Text passage:
• • • •
More flowers for your birthday. Ephermeral cherry blossoms.
When I tell people about the day you were born I say it was the most empowering day of my life. Your birth was magical. You were born in the house where we lived, surrounded by people who loved us, as the sun was setting. And at the moment of your birth there was a gentle breeze that flowed in from the front window and with it the scent of delicate rock roses. And as I breathed in that sweetness, I knew your Granpa G. was there with us. Unlike many people, your birth name has meaning. I love you with all my heart.
Today my second child and my youngest is turning 23 years old. My first child was born in a hospital. My second was born at home with a midwife. As a woman and a mother I felt strength during her pregnancy and birth. My mantra was, “I have confidence in my body to do what it was created to do naturally.” Her birth was a back labor and lasted 23 hours. Having her at home was one of the best decisions I’ve made in my whole life. It truly was empowering.
• • • •
Questions:
**a.** Answer these questions about the birthday post, one line each:
(i) Who was present at the second child's birth at home, according to the last paragraph?
(ii) What scent came in on the breeze at the moment of birth?
(iii) How long did the second child's labor last?
**b.** In the paragraph of the birthday post that begins "When I tell people," list every detail given about where and when the birth happened and what surrounded it.
**c.** Resume the birthday post after its last sentence, "It truly was empowering."
The material below comes from a separate source and is unrelated to the birthday post.

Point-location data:
• • • •
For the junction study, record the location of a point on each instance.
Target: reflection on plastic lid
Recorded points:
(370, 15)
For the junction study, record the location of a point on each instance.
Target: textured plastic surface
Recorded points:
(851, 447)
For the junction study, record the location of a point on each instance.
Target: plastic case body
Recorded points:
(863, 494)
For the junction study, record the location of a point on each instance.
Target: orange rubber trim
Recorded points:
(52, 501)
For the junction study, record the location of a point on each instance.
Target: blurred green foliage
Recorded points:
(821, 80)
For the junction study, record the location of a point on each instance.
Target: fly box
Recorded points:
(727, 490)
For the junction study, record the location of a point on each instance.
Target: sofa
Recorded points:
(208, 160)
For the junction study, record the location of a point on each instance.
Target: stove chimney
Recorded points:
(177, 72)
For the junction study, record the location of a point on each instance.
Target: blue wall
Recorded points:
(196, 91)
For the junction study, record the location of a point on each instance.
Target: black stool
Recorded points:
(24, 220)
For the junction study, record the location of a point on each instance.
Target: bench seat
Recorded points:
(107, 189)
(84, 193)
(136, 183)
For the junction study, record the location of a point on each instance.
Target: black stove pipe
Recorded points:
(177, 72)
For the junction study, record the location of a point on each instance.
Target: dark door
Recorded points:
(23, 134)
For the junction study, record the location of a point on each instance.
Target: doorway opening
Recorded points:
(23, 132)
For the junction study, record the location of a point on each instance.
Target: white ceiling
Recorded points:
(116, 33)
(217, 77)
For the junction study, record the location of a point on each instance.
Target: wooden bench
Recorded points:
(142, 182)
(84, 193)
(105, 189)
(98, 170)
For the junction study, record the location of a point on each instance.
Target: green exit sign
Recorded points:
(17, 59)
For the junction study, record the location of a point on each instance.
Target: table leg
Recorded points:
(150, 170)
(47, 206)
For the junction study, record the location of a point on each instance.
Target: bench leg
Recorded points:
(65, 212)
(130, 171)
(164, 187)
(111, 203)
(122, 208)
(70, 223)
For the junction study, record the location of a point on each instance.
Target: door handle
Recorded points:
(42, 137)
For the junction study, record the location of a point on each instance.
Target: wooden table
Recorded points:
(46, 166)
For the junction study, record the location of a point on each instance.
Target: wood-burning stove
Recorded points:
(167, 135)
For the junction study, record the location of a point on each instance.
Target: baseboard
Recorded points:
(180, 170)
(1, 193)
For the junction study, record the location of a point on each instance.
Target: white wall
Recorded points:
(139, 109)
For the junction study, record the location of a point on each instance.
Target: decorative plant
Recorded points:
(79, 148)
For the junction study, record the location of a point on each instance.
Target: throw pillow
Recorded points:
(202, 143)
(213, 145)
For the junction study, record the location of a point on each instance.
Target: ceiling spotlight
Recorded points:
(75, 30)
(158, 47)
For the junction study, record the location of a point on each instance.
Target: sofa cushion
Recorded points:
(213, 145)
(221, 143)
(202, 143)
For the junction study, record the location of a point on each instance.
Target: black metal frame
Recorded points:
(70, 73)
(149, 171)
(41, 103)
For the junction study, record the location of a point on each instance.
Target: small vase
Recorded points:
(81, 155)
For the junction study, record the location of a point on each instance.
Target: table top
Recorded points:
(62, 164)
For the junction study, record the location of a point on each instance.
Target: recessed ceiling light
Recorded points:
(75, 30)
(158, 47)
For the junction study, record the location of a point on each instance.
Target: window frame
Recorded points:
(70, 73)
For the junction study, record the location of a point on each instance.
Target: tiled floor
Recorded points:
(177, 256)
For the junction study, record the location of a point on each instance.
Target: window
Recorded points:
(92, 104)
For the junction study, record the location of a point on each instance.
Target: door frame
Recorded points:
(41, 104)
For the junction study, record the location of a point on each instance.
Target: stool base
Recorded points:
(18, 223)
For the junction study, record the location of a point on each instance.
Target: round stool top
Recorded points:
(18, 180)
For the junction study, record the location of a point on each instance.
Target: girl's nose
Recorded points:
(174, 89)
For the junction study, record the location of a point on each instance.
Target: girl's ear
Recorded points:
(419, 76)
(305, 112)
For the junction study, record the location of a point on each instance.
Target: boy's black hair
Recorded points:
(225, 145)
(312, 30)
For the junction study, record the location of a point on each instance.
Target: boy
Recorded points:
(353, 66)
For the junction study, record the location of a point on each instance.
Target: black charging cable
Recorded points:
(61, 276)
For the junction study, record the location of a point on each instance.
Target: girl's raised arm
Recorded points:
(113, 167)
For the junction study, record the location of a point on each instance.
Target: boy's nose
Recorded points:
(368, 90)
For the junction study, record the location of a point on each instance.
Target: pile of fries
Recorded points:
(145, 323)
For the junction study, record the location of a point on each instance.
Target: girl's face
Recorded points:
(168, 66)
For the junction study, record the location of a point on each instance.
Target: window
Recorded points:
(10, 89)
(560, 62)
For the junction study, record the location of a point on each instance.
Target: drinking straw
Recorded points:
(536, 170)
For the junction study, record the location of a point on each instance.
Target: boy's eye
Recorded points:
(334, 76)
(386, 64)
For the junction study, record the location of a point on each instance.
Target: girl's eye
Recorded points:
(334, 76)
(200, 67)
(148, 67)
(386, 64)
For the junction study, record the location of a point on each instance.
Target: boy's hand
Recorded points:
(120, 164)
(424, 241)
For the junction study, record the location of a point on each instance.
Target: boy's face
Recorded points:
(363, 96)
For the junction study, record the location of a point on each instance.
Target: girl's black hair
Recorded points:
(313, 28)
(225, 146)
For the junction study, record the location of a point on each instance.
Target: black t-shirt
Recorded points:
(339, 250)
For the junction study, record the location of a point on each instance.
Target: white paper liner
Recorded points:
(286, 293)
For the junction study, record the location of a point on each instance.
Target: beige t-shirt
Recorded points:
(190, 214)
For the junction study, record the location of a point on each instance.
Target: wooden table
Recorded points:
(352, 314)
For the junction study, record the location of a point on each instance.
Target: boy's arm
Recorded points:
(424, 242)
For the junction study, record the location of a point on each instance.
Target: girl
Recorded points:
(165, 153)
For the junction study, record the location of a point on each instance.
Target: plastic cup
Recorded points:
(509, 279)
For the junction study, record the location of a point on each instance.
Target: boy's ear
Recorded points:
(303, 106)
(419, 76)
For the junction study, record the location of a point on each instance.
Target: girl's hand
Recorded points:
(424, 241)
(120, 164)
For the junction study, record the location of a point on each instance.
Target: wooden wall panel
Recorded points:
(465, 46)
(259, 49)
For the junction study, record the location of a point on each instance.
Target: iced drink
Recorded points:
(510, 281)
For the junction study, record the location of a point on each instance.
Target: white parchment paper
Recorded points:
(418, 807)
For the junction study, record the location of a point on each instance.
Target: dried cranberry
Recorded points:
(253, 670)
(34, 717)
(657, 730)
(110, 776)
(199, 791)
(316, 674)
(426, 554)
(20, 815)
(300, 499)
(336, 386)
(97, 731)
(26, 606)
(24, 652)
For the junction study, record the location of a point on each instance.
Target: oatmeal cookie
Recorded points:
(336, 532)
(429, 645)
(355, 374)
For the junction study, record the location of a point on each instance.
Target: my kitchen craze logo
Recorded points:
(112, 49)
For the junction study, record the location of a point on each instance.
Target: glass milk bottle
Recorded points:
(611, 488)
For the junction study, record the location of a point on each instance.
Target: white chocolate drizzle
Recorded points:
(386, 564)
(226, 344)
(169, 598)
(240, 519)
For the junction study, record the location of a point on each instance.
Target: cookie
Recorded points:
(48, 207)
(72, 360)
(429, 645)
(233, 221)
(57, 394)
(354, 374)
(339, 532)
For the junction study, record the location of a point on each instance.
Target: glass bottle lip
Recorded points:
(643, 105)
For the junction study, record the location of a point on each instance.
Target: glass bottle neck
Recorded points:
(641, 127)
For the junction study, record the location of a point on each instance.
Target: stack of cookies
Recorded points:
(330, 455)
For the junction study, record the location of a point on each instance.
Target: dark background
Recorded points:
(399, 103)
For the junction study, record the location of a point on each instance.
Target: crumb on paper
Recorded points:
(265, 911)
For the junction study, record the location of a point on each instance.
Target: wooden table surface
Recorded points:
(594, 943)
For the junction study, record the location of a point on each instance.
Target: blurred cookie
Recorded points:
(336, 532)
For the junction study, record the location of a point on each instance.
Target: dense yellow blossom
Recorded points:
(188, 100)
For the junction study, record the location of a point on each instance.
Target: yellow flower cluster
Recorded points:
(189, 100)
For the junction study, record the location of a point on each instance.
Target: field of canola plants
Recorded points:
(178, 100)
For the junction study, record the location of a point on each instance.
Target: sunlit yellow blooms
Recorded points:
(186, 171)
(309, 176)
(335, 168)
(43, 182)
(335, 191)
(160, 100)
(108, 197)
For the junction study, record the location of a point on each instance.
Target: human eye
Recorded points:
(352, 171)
• • • •
Responses:
**a.**
(i) A midwife
(ii) The scent of delicate rock roses
(iii) 23 hours

**b.**
- In the house where they lived
- Surrounded by people who loved them
- As the sun was setting
- A gentle breeze flowing in from the front window
- The scent of delicate rock roses

**c.**
I remember digging up those rock roses from the front yard of the home my husband grew up in. He lived in the same house his entire childhood. When we got married, no one lived there, as his parents had retired further south, so we moved in. Those roses were originally in front of the room his sister grew up in and the room that eventually was our first daughter’s nursery. My father in-law, Tom, was a horticulturalist by hobby. These were his roses. My father in-law was a second father to me. I lost my own when I was nine years old. I am not sure I could have loved Grandpa G. more for all the kindness, affection, and love he gave me. He died before my littlest was born. The irony, both my father and father in-law were taken from me by cancer. Roses do not survive well when but these were his roses, for his little girl. I was not surprised when they survived. I think I willed them to live.
My daughters each have a family name. Hers is Serene, after Tom’s mother. I remember sitting at his bed side and him saying he wished he could live to see more grandchildren. I didn’t know it, but I was pregnant. Eight months later Serene was born. The breeze winding in the room and the scent of those roses. I knew Tom saw his granddaughter. I felt it in my heart.